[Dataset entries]
'''
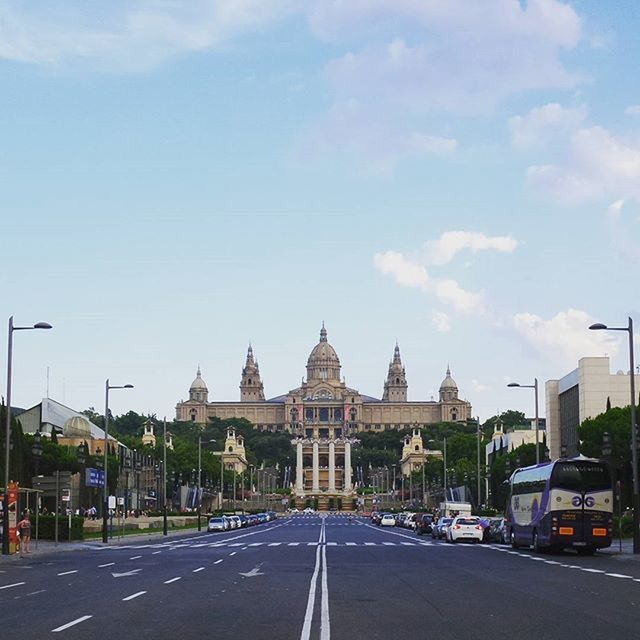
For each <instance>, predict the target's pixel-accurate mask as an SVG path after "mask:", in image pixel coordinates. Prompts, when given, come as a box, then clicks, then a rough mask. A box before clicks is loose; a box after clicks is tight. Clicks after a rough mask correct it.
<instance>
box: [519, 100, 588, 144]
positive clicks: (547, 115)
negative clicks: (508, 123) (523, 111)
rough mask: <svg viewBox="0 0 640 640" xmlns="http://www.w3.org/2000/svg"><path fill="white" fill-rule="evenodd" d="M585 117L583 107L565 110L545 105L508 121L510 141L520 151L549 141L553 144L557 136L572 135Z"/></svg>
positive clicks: (585, 108)
mask: <svg viewBox="0 0 640 640" xmlns="http://www.w3.org/2000/svg"><path fill="white" fill-rule="evenodd" d="M586 117H587V109H586V107H585V106H580V107H574V108H567V107H563V106H562V105H560V104H558V103H557V102H552V103H549V104H545V105H543V106H542V107H536V108H534V109H531V111H529V113H527V114H526V115H524V116H514V117H513V118H511V119H510V120H509V131H510V133H511V141H512V143H513V145H514V147H517V148H521V149H526V148H530V147H539V146H544V145H545V144H548V143H549V142H551V141H553V142H554V143H555V142H557V140H558V136H562V135H567V134H570V133H572V132H573V131H574V130H575V129H577V128H578V126H580V125H581V124H582V123H583V122H584V120H585V119H586Z"/></svg>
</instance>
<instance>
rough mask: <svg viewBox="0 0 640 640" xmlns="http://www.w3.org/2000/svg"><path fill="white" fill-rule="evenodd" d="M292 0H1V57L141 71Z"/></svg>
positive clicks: (277, 15)
mask: <svg viewBox="0 0 640 640" xmlns="http://www.w3.org/2000/svg"><path fill="white" fill-rule="evenodd" d="M292 6H293V3H292V1H291V0H191V1H190V2H189V3H183V2H179V1H177V0H147V1H145V2H141V1H133V2H127V1H125V0H114V1H112V2H109V3H102V4H101V3H91V2H85V1H84V0H83V1H78V0H75V1H74V0H64V1H62V0H41V1H39V2H38V1H35V2H30V3H28V4H26V5H25V3H24V2H19V1H17V0H2V2H0V58H5V59H9V60H15V61H18V62H25V63H34V64H45V65H61V64H66V63H74V64H87V65H91V66H93V67H98V68H104V69H109V70H115V71H143V70H147V69H150V68H153V67H155V66H157V65H159V64H161V63H162V62H164V61H165V60H167V59H169V58H171V57H174V56H177V55H181V54H184V53H188V52H194V51H204V50H207V49H212V48H216V47H220V46H223V45H224V44H226V43H227V42H228V41H230V40H231V39H233V38H235V37H238V36H240V35H243V34H245V33H248V32H252V31H255V30H258V29H261V28H263V27H265V26H267V25H269V24H271V23H273V22H274V21H275V20H277V19H279V18H281V17H282V16H284V15H287V14H288V13H289V12H290V11H291V7H292Z"/></svg>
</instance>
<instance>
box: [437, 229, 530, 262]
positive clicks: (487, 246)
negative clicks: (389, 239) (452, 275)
mask: <svg viewBox="0 0 640 640" xmlns="http://www.w3.org/2000/svg"><path fill="white" fill-rule="evenodd" d="M517 246H518V242H517V240H515V238H512V237H511V236H487V235H485V234H484V233H479V232H477V231H446V232H445V233H443V234H442V235H441V236H440V238H438V240H432V241H429V242H427V243H426V245H425V248H426V254H427V263H428V264H437V265H443V264H448V263H449V262H451V261H452V260H453V259H454V258H455V256H456V255H457V254H458V253H459V252H460V251H463V250H464V249H469V250H470V251H472V252H473V253H477V252H478V251H487V250H489V249H492V250H494V251H500V252H502V253H512V252H513V251H514V250H515V249H516V247H517Z"/></svg>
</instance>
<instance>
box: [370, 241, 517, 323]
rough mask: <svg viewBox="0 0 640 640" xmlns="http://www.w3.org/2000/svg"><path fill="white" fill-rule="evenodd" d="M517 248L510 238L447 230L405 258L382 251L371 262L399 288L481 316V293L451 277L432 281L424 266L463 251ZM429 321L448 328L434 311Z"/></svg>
mask: <svg viewBox="0 0 640 640" xmlns="http://www.w3.org/2000/svg"><path fill="white" fill-rule="evenodd" d="M516 246H517V241H516V240H515V239H513V238H511V237H509V236H495V237H490V236H486V235H484V234H483V233H477V232H469V231H449V232H446V233H443V234H442V235H441V236H440V238H439V239H438V240H436V241H428V242H426V243H425V250H424V251H422V252H414V253H413V254H409V255H406V254H403V253H401V252H399V251H385V252H383V253H377V254H375V256H374V259H373V262H374V265H375V267H376V269H378V271H380V272H381V273H383V274H384V275H388V276H391V277H392V278H394V280H395V281H396V282H397V283H398V284H399V285H400V286H404V287H411V288H415V289H420V290H421V291H423V292H424V293H428V294H431V295H435V296H436V297H437V298H438V299H440V300H441V301H442V302H446V303H447V304H448V305H450V306H451V307H452V308H453V309H455V310H456V311H460V312H462V313H484V312H485V304H484V299H483V293H482V292H474V291H467V290H466V289H464V288H463V287H462V286H461V285H460V284H459V283H458V282H457V281H456V280H453V279H451V278H433V277H431V276H430V275H429V274H428V272H427V269H426V267H427V265H434V266H436V265H437V266H442V265H445V264H449V263H450V262H451V261H452V260H453V259H454V257H455V256H456V255H457V254H458V253H459V252H460V251H462V250H463V249H470V250H471V251H474V252H475V251H480V250H490V249H491V250H494V251H500V252H511V251H513V250H514V249H515V248H516ZM432 322H433V323H434V326H436V328H437V329H438V330H439V331H446V330H448V329H449V318H448V316H446V314H442V313H441V312H437V311H434V313H433V316H432Z"/></svg>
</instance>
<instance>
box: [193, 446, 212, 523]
mask: <svg viewBox="0 0 640 640" xmlns="http://www.w3.org/2000/svg"><path fill="white" fill-rule="evenodd" d="M207 442H215V440H214V439H213V438H212V439H211V440H207ZM201 491H202V436H198V497H197V500H198V502H197V505H198V531H202V525H201V524H200V513H201V510H202V507H201V502H202V498H201Z"/></svg>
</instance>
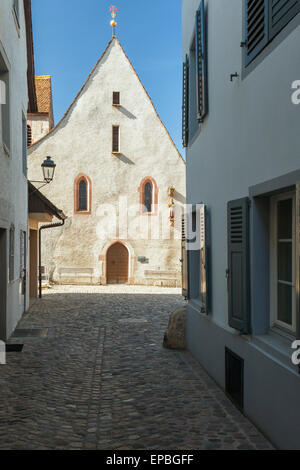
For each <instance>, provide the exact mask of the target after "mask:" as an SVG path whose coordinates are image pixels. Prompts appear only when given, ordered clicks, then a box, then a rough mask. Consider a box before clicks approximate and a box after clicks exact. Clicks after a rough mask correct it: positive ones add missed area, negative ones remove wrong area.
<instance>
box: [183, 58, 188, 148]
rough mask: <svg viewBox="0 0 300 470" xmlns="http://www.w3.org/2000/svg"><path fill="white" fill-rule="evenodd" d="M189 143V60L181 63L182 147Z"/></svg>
mask: <svg viewBox="0 0 300 470" xmlns="http://www.w3.org/2000/svg"><path fill="white" fill-rule="evenodd" d="M188 141H189V58H188V56H186V60H185V62H184V63H183V93H182V145H183V147H187V146H188Z"/></svg>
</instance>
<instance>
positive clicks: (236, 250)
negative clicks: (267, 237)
mask: <svg viewBox="0 0 300 470" xmlns="http://www.w3.org/2000/svg"><path fill="white" fill-rule="evenodd" d="M227 220H228V272H227V276H228V317H229V325H230V326H231V327H232V328H235V329H236V330H239V331H241V332H242V333H244V334H249V333H250V330H251V319H250V316H251V309H250V265H249V264H250V261H249V260H250V256H249V255H250V253H249V250H250V246H249V199H248V198H243V199H238V200H236V201H230V202H229V203H228V213H227Z"/></svg>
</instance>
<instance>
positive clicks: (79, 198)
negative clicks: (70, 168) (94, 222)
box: [74, 175, 91, 214]
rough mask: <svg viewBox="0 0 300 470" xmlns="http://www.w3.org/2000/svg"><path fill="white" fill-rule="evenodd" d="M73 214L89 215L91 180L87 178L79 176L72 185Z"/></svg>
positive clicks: (77, 177) (78, 176)
mask: <svg viewBox="0 0 300 470" xmlns="http://www.w3.org/2000/svg"><path fill="white" fill-rule="evenodd" d="M74 201H75V204H74V212H75V214H79V213H82V214H90V213H91V180H90V179H89V178H88V176H85V175H79V176H78V177H77V178H76V180H75V183H74Z"/></svg>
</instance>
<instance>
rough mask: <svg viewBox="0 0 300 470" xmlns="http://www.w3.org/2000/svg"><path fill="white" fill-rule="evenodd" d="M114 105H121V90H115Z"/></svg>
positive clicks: (119, 105) (113, 93)
mask: <svg viewBox="0 0 300 470" xmlns="http://www.w3.org/2000/svg"><path fill="white" fill-rule="evenodd" d="M113 106H120V92H119V91H114V92H113Z"/></svg>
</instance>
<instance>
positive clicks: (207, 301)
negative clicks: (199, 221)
mask: <svg viewBox="0 0 300 470" xmlns="http://www.w3.org/2000/svg"><path fill="white" fill-rule="evenodd" d="M200 299H201V303H202V312H203V313H207V314H208V253H207V215H206V206H205V205H204V204H201V205H200Z"/></svg>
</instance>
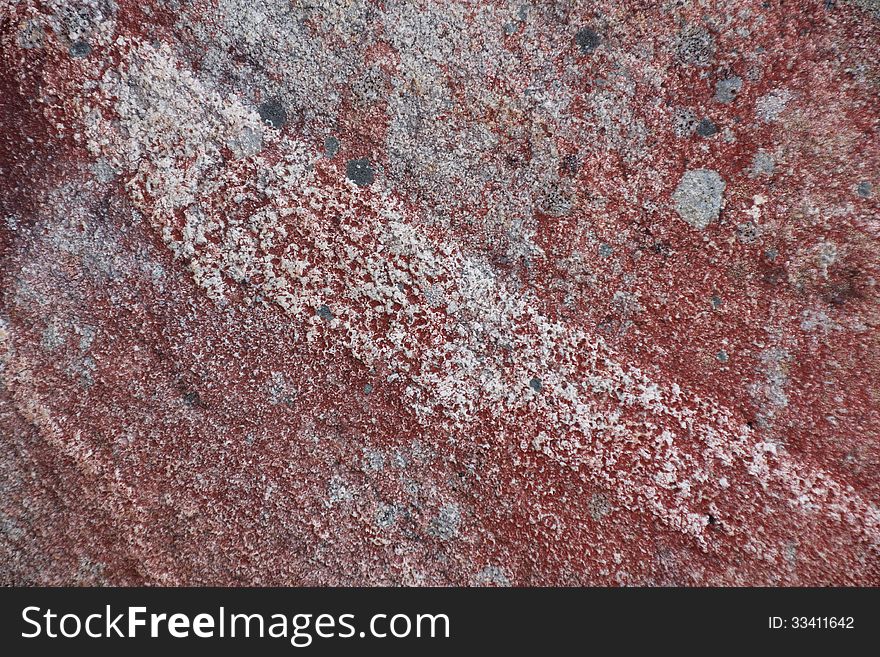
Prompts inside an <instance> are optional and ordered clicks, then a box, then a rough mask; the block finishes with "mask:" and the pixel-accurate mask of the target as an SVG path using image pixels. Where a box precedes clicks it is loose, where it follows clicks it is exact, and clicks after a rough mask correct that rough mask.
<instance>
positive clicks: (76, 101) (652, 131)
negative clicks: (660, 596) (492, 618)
'''
THE PROBLEM → Edit the items starting at the beginning of the items and ending at the line that contains "117L583 107L565 110L545", replacing "tight" with "snug" and changing nothing else. Return only those lines, without the pictures.

RESULT BELOW →
For each <instance>, predict the target's pixel-accurate mask as an SVG path after "mask:", in image pixel coordinates. Prompts, when given, come as a box, then clicks, then a rough mask. A box before clicks is loose; a box after clicks is snug. Clicks after a rough mask correct it.
<instance>
box: [519, 100, 588, 144]
positive clicks: (547, 115)
negative clicks: (508, 123) (523, 111)
rough mask: <svg viewBox="0 0 640 640" xmlns="http://www.w3.org/2000/svg"><path fill="white" fill-rule="evenodd" d="M585 117L583 107L565 110L545 105L508 121L510 141L520 151L549 141L553 144L557 136L572 135Z"/></svg>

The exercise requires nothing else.